* _Work to be completed_
Copy the lines of the items below word for word, from the start of the items through the line containing "point(35, 210)", including both ends.

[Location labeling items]
++++++++

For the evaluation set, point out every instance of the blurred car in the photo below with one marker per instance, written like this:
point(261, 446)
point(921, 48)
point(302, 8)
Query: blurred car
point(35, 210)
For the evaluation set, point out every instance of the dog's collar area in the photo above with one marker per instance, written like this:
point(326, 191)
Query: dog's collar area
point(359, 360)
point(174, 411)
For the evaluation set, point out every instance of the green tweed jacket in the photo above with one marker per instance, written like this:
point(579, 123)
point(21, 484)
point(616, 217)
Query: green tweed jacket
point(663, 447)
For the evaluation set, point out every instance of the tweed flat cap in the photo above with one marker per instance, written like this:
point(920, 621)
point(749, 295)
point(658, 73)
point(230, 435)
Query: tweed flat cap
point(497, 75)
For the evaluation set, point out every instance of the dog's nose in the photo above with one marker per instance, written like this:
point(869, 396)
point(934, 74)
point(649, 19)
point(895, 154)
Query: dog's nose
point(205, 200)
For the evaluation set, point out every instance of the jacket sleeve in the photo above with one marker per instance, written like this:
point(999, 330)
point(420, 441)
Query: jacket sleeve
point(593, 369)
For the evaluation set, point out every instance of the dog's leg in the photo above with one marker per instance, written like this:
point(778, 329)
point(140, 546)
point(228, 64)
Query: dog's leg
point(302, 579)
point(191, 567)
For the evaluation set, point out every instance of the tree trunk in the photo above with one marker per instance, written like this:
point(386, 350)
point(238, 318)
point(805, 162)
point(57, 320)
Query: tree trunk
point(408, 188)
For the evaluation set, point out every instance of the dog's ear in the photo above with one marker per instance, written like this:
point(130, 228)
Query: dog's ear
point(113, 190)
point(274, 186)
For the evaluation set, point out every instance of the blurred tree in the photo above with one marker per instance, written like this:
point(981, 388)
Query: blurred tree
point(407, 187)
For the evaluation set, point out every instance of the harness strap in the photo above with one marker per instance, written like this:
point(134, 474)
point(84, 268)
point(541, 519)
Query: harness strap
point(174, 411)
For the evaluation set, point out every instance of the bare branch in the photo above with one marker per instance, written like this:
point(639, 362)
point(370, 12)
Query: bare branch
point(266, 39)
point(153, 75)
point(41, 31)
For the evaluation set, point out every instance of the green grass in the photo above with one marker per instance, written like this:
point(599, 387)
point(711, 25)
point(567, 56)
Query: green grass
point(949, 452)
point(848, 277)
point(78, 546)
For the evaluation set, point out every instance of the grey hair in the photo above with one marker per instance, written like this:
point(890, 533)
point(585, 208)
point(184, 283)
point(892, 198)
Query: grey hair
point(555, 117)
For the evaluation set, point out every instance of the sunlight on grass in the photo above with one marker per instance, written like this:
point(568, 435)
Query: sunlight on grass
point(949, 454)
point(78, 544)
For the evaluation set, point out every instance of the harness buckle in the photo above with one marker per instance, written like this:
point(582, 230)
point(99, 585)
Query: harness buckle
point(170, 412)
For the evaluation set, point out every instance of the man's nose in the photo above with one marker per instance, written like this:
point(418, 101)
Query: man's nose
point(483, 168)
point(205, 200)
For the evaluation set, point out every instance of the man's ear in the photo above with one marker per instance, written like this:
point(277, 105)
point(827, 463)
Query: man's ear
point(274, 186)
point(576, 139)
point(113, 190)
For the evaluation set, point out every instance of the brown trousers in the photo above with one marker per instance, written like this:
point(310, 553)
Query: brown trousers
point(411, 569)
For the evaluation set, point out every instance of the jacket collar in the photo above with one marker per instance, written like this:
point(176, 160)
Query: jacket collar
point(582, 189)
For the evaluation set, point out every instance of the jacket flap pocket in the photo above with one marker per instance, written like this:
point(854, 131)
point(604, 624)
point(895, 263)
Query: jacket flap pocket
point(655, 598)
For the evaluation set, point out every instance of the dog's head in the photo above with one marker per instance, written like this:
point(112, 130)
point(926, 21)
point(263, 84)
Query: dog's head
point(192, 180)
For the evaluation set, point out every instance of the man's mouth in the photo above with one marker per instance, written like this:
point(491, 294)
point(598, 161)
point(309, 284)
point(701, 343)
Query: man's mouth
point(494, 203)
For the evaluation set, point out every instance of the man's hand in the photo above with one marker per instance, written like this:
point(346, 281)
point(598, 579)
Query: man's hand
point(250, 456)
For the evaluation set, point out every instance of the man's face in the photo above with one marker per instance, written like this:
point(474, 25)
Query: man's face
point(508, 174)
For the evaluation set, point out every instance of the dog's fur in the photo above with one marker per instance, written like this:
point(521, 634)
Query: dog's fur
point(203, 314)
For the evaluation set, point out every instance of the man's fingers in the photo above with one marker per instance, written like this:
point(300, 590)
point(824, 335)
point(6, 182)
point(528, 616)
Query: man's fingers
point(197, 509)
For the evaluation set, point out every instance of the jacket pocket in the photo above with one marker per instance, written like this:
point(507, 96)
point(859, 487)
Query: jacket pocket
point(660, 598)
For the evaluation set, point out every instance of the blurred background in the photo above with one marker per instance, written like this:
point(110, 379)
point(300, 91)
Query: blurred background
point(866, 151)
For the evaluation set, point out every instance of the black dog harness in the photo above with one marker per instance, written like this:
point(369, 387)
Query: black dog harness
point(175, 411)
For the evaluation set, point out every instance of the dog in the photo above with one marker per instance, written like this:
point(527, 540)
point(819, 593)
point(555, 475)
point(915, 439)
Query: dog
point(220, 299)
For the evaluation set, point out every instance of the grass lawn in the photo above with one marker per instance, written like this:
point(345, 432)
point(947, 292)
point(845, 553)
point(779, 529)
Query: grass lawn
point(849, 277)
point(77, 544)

++++++++

* _Exercise result_
For the evaluation set, point out every instance of the blurred car in the photo below with one marker per instance, written like this:
point(261, 446)
point(921, 48)
point(302, 8)
Query: blurred car
point(35, 210)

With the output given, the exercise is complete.